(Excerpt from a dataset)
◇ ◇ ◇ ◇ ◇

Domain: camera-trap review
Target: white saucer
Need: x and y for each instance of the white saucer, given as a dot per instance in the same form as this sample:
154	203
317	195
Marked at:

◇ ◇ ◇ ◇ ◇

Problem description » Arrange the lines of the listing as a numbered list, omitting any blank lines.

Reply to the task »
1. Domain: camera-trap review
2. Target: white saucer
3. Need: x and y for each instance of the white saucer, given as a dot per instance in the same form as this sample:
4. 154	203
5. 317	195
6. Marked at:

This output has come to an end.